:: EXTRACTED RECORDS ::
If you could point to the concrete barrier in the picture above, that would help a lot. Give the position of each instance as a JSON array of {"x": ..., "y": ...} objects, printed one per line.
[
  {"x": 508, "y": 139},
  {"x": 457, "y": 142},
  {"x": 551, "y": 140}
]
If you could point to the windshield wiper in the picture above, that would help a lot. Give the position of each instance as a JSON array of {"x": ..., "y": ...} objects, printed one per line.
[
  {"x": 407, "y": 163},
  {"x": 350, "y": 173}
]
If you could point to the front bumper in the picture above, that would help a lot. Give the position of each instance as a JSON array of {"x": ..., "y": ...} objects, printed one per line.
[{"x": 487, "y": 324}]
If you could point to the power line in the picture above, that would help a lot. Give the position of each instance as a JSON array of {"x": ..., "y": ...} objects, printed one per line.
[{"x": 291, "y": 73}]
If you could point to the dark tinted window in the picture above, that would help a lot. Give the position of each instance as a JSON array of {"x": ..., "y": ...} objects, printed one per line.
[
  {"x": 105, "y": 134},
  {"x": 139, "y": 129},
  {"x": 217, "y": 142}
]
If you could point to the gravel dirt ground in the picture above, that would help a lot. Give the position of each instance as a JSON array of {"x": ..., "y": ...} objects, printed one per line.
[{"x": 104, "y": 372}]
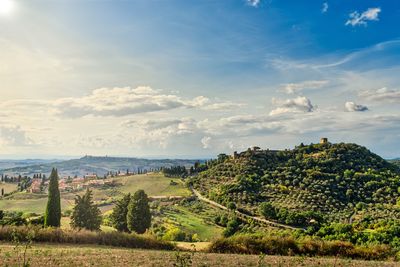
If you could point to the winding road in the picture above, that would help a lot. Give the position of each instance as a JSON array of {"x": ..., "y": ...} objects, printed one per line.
[{"x": 243, "y": 215}]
:::
**TASK**
Retype the records above exactly, pictures omitted.

**EXERCISE SOLUTION**
If you could point to the concrete barrier in the picture above, that would help a lot. Give the position of each instance as a JSON array of {"x": ..., "y": ...} objects, printed one per line.
[
  {"x": 508, "y": 139},
  {"x": 457, "y": 142},
  {"x": 551, "y": 140}
]
If you could point to the windshield wiper in the picture above, that would help a lot. Give the position of each instance as a JSON array of {"x": ..., "y": ...} objects, printed one per line.
[
  {"x": 407, "y": 163},
  {"x": 350, "y": 173}
]
If you could point to the front bumper in the picture above, that would help a lot. Give the position of each instance as a JSON array of {"x": ..., "y": ...} objects, printed one per line.
[{"x": 487, "y": 324}]
If you could point to the power line in the picture above, that would help a lot. Give the position of each instance as a JSON array of {"x": ..., "y": ...} objects, printed one per line.
[{"x": 291, "y": 73}]
If you could point to the dark tinted window in the picture above, that would help a lot. Give the position of each instance as a JSON array of {"x": ..., "y": ...} objects, printed one per line.
[
  {"x": 105, "y": 134},
  {"x": 139, "y": 129},
  {"x": 217, "y": 142}
]
If you could point to the gravel dirt ground in the picture above, that would help a lot. Give the position of each instance as a JSON array of {"x": ..., "y": ...} objects, printed one per line.
[{"x": 104, "y": 372}]
If you could point to the winding road in the picture above, that would help a lot. Give the position of each instance as a JSON array of {"x": ..., "y": ...} objects, printed one per line.
[{"x": 243, "y": 215}]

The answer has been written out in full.